##### LISTED ENTRIES

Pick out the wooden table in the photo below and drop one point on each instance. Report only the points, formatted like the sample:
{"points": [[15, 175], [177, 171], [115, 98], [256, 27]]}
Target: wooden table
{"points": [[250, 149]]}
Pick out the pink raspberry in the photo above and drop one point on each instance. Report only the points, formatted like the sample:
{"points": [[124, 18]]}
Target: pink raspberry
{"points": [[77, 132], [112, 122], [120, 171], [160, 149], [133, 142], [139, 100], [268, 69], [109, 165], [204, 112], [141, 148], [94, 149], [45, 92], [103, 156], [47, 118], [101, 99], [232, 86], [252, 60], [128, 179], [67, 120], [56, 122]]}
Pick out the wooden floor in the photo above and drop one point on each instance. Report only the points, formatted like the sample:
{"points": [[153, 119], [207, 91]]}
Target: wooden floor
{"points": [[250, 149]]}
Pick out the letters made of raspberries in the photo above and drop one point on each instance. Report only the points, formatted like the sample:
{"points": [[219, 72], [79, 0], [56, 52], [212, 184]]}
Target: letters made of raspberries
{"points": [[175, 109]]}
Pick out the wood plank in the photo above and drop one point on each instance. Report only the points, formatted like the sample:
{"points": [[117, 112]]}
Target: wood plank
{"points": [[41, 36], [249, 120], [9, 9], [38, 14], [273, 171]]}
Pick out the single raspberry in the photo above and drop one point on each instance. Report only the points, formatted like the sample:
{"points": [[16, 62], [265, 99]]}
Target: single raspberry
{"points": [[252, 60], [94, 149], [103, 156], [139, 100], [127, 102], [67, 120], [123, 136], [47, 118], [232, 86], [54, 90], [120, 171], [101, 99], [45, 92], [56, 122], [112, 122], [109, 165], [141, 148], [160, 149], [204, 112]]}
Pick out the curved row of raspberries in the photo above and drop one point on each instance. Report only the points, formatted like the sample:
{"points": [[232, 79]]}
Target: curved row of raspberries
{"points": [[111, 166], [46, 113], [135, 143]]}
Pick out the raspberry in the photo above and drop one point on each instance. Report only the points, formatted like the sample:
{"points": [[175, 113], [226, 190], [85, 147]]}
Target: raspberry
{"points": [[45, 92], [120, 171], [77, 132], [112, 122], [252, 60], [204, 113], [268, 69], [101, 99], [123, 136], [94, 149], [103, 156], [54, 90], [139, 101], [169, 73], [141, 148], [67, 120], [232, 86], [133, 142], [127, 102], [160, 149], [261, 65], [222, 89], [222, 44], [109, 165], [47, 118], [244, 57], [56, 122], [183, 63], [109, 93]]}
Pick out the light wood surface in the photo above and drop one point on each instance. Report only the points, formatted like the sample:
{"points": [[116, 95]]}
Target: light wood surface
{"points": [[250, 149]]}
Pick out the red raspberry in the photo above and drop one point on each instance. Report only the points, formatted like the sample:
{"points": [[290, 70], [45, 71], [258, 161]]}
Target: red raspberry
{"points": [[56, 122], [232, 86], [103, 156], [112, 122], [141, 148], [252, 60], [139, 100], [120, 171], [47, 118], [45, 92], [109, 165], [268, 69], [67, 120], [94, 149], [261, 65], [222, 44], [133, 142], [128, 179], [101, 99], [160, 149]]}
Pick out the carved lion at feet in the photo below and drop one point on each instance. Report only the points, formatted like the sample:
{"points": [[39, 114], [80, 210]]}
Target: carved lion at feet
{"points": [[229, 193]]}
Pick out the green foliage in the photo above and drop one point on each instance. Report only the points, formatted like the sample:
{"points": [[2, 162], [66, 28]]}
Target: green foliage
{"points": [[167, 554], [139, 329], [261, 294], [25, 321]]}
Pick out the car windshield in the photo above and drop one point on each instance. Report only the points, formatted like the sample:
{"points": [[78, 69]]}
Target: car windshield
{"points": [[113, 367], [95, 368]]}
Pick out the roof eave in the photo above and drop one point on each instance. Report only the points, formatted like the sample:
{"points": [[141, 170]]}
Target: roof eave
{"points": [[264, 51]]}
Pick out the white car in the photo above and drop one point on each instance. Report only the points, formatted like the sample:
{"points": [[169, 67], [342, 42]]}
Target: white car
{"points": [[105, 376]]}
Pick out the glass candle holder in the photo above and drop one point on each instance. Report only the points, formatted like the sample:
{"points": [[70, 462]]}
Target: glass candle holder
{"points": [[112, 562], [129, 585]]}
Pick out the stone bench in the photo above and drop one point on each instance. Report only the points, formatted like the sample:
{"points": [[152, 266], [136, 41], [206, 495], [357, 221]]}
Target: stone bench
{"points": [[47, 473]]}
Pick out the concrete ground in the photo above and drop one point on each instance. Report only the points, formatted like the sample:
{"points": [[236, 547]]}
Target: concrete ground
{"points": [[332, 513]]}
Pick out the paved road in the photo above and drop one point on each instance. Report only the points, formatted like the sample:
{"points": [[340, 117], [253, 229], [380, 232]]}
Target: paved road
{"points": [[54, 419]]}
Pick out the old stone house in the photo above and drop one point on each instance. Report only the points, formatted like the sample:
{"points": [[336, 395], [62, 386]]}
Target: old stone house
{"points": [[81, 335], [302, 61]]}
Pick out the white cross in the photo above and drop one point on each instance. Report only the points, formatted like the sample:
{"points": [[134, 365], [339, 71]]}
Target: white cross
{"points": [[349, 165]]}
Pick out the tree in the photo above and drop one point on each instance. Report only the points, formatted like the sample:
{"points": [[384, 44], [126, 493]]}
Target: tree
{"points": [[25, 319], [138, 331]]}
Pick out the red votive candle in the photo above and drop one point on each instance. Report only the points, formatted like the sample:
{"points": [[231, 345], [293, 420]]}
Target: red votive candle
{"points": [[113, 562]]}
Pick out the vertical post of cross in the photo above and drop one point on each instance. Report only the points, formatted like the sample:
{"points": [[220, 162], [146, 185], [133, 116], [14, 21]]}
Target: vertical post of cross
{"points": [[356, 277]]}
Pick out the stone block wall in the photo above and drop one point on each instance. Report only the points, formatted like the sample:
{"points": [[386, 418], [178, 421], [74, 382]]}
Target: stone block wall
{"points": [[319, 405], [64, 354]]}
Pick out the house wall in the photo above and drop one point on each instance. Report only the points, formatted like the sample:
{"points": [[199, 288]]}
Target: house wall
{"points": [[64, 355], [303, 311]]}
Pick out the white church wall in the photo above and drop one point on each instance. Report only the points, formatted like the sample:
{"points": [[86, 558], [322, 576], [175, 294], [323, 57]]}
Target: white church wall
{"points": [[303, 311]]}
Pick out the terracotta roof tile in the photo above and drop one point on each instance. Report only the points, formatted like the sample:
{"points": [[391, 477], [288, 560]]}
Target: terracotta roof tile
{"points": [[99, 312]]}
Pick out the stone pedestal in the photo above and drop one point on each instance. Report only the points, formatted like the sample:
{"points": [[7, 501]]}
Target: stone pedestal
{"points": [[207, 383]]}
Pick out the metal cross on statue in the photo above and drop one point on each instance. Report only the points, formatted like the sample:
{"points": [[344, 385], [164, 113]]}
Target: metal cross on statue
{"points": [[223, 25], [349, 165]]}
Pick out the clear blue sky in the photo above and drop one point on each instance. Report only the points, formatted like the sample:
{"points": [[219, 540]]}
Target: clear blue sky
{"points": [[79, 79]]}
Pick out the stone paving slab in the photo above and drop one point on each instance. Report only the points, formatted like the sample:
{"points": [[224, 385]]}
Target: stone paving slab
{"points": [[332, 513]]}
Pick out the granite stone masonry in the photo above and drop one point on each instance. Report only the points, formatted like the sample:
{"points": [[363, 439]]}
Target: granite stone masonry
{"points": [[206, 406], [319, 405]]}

##########

### TASK BRIEF
Whenever a line of the material above contains the string "below", copy that line out.

### EXPECTED ANSWER
Pick out the wooden table in the photo below and drop one point on each instance. Report only the points, formatted like the sample:
Pick out the carved lion at feet in the photo below and drop one point on each instance. Report only the points, formatted like the sample:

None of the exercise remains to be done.